Location identification items:
'''

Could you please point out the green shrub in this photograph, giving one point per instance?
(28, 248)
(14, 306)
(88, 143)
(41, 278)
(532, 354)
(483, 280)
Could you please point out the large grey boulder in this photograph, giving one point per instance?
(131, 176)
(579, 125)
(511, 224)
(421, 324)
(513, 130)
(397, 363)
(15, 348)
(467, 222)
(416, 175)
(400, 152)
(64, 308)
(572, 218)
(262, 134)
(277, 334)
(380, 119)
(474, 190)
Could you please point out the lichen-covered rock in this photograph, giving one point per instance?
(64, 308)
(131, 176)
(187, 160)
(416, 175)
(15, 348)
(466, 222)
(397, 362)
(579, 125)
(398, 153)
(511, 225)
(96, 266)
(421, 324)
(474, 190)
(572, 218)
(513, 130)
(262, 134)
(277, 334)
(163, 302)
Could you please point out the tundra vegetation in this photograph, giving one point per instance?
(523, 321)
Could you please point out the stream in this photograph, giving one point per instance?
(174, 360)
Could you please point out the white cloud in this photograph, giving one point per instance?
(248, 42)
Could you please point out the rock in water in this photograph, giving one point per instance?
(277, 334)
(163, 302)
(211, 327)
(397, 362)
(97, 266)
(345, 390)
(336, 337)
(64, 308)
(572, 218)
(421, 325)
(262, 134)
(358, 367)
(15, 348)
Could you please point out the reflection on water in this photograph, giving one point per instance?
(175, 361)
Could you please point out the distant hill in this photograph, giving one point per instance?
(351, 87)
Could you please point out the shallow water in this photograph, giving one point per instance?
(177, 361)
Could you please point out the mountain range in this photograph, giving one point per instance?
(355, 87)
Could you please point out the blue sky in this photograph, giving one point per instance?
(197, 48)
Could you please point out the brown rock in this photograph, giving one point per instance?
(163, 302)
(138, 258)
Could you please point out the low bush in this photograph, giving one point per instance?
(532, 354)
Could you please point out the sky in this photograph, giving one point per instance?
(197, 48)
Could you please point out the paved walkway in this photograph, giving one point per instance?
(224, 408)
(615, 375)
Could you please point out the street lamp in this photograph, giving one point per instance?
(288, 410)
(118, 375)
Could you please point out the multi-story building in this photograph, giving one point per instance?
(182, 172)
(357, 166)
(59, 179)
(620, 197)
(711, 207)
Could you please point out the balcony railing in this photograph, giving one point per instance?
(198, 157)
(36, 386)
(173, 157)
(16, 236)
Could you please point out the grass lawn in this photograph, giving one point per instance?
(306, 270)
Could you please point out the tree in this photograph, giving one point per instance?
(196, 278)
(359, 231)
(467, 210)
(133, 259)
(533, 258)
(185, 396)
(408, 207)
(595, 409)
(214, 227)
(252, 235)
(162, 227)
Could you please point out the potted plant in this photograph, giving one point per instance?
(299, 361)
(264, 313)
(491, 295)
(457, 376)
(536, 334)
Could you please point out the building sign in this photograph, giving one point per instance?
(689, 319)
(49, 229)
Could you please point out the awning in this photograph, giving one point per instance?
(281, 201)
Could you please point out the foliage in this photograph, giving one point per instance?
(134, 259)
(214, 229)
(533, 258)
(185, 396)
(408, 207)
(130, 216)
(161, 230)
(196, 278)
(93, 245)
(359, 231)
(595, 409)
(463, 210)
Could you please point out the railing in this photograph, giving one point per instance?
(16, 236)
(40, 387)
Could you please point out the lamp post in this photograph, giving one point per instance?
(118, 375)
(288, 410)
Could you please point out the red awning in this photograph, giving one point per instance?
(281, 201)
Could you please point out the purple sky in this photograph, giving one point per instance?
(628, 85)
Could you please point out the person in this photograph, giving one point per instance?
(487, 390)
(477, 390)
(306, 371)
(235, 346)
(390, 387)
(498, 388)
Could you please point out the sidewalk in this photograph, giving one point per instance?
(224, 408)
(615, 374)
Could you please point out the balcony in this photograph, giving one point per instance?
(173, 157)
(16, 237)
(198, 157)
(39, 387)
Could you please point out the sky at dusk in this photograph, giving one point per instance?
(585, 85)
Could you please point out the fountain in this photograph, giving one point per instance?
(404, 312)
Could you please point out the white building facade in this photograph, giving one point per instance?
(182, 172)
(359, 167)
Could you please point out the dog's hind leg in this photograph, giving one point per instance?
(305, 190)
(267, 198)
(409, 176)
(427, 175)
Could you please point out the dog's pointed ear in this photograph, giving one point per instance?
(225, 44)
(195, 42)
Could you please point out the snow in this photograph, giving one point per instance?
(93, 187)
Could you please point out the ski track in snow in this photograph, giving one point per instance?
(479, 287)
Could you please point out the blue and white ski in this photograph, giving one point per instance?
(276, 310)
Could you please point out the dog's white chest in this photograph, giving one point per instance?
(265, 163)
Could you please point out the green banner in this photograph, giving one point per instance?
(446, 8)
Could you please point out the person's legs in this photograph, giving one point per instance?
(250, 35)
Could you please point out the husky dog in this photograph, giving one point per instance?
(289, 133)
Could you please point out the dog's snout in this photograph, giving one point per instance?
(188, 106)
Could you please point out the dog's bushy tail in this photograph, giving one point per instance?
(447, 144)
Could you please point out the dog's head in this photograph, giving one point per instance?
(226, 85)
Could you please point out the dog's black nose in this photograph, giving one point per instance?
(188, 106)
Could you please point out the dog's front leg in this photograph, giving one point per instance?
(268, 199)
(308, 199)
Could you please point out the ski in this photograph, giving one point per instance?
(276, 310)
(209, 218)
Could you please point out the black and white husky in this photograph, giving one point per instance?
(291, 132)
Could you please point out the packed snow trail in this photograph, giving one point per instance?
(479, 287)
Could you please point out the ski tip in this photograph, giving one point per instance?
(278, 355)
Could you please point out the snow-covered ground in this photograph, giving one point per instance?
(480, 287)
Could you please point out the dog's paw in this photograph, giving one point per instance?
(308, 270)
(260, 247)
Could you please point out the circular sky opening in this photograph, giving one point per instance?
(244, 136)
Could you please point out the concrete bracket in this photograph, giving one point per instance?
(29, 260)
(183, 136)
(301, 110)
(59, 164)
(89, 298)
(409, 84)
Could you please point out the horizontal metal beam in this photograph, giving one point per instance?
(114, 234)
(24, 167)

'''

_Exercise description_. Output the entries verbatim.

_The response_.
Could you please point out the green shrub in this photograph, giving one point per instance?
(28, 248)
(14, 306)
(88, 143)
(41, 278)
(532, 354)
(483, 280)
Could you please point out the large grey boulder in this photograph, giving one point per instance?
(131, 176)
(579, 125)
(511, 224)
(421, 324)
(513, 130)
(397, 363)
(15, 348)
(467, 222)
(416, 175)
(400, 152)
(64, 308)
(572, 218)
(262, 134)
(277, 334)
(380, 119)
(474, 190)
Could you please point out the lichen-covered rock in this photograph, giving one point per instance?
(64, 308)
(131, 176)
(187, 160)
(416, 175)
(15, 348)
(466, 222)
(397, 362)
(579, 125)
(398, 153)
(511, 225)
(96, 266)
(421, 324)
(474, 190)
(572, 218)
(513, 130)
(262, 134)
(277, 334)
(163, 302)
Could you please point out the tundra vegetation in this photograph, giving one point per instance?
(523, 321)
Could you please point out the stream in this photograph, giving one point per instance?
(174, 360)
Could you please point out the white cloud in this photograph, giving one point per instance?
(248, 42)
Could you please point out the rock in water in this photograph, giving one point per instance?
(277, 334)
(163, 302)
(211, 327)
(397, 362)
(97, 266)
(345, 390)
(336, 337)
(64, 308)
(572, 218)
(421, 325)
(262, 134)
(358, 367)
(15, 348)
Could you please point out the reflection on water in this photograph, giving one point per instance?
(175, 361)
Could you please point out the distant hill in this photograph, giving one point per instance?
(351, 87)
Could you please point out the shallow water in this photograph, giving one point per instance?
(177, 361)
Could you please point out the mountain range in this photograph, giving one point per instance?
(355, 87)
Could you please point out the blue sky in this photograph, giving one point per instance?
(197, 48)
Could you please point out the brown rock in this photograph, giving one point per instance?
(163, 302)
(138, 258)
Could you please point out the low bush in this photograph, giving one point per instance?
(532, 354)
Could you please point out the sky in this photograph, giving one point per instance?
(197, 48)
Could you please point out the paved walkway in this photograph, giving one point per instance?
(224, 408)
(615, 375)
Could you please point out the street lamp in this photograph, giving one point per instance?
(288, 410)
(118, 375)
Could you please point out the multi-story building in this photograph, giving one point per instance?
(182, 172)
(357, 166)
(59, 179)
(620, 197)
(711, 207)
Could you please point out the balcony railing in this photograph, giving one point per instance?
(198, 157)
(36, 386)
(173, 157)
(16, 236)
Could you please point out the grass lawn in this photograph, giving one point per instance?
(306, 270)
Could you please point out the tree in this photograph, giving one point per instance?
(196, 278)
(359, 231)
(467, 210)
(133, 259)
(533, 258)
(185, 396)
(408, 207)
(595, 409)
(214, 227)
(252, 235)
(162, 227)
Could you please point out the potted plant in this photograph, giving one point per instance?
(299, 361)
(264, 313)
(491, 295)
(457, 376)
(536, 334)
Could you please point out the building sign in this photograph, giving one point per instance?
(689, 319)
(49, 229)
Could you please point out the awning in this photograph, giving one point per instance?
(281, 201)
Could you please point out the foliage in this photograph, giving one point per instance?
(134, 259)
(214, 229)
(533, 258)
(185, 396)
(408, 207)
(130, 216)
(161, 230)
(196, 278)
(93, 245)
(359, 231)
(595, 409)
(463, 210)
Could you please point out the railing in this photograph, giving one point per instance?
(16, 236)
(40, 387)
Could you please point out the lamp post in this photograph, giving one point per instance?
(118, 375)
(288, 410)
Could you please point out the red awning in this photograph, giving one point per instance?
(281, 201)
Could you please point out the purple sky in this photograph, giving one point per instance?
(628, 85)
Could you please point out the person in this photograph, giving one point per instance?
(487, 390)
(477, 390)
(306, 371)
(235, 346)
(390, 387)
(498, 388)
Could you please point out the sidewalk in this photograph, giving one point per instance?
(224, 408)
(615, 374)
Could you please point out the balcony in this photograph, giving one point per instance?
(173, 157)
(16, 237)
(198, 157)
(39, 387)
Could you please point out the sky at dusk in this photograph, giving one point per instance?
(585, 85)
Could you please point out the fountain in this photograph, giving one point per instance?
(404, 312)
Could you please point out the white building facade in this photograph, giving one point per instance?
(182, 172)
(359, 167)
Could you please point out the dog's hind leg in this photograph, giving one point per instance?
(305, 190)
(267, 198)
(409, 176)
(427, 175)
Could you please point out the dog's pointed ear in this photograph, giving one point per instance?
(225, 44)
(195, 42)
Could you please point out the snow in this photograph, giving one point per instance?
(93, 187)
Could you please point out the ski track in snow in this photograph, giving one point per instance?
(479, 287)
Could you please point out the blue and white ski in this photograph, giving one point per instance?
(276, 310)
Could you please point out the dog's white chest in this photograph, giving one point per instance?
(265, 163)
Could you please point out the green banner in this photograph, giving one point per instance?
(446, 8)
Could you please point out the person's legs in this photograph, giving one point per instance?
(250, 35)
Could you please point out the husky dog in this photograph, giving one point per instance?
(289, 133)
Could you please point out the dog's snout in this photograph, giving one point per instance?
(188, 106)
Could you please point out the dog's bushy tail in this photograph, giving one point per instance?
(447, 144)
Could you please point out the dog's head in this photograph, giving one point per instance?
(226, 85)
Could you please point out the dog's black nose in this photograph, giving one point per instance?
(188, 106)
Could you please point out the dog's front leg in this photograph, giving one point per instance?
(268, 199)
(308, 199)
Could you please point out the ski in this photograph, giving one point per instance?
(276, 310)
(209, 218)
Could you please point out the black and white husky in this photograph, giving one point per instance?
(291, 132)
Could you please point out the packed snow trail in this photograph, giving one point per instance?
(479, 287)
Could you please point out the ski tip in this photograph, giving one point per instance?
(278, 355)
Could you please point out the snow-covered ground in this photograph, giving one point per instance?
(480, 287)
Could you please point out the dog's paw in this photograph, giving one point per instance?
(308, 270)
(260, 247)
Could you please point out the circular sky opening in this photograph, giving one point per instance?
(244, 136)
Could you please point out the concrete bracket in this photograph, giving one point per instance?
(29, 260)
(183, 136)
(301, 110)
(59, 164)
(89, 298)
(409, 84)
Could you please point out the horizontal metal beam in this photograph, giving one point per instance?
(114, 234)
(24, 167)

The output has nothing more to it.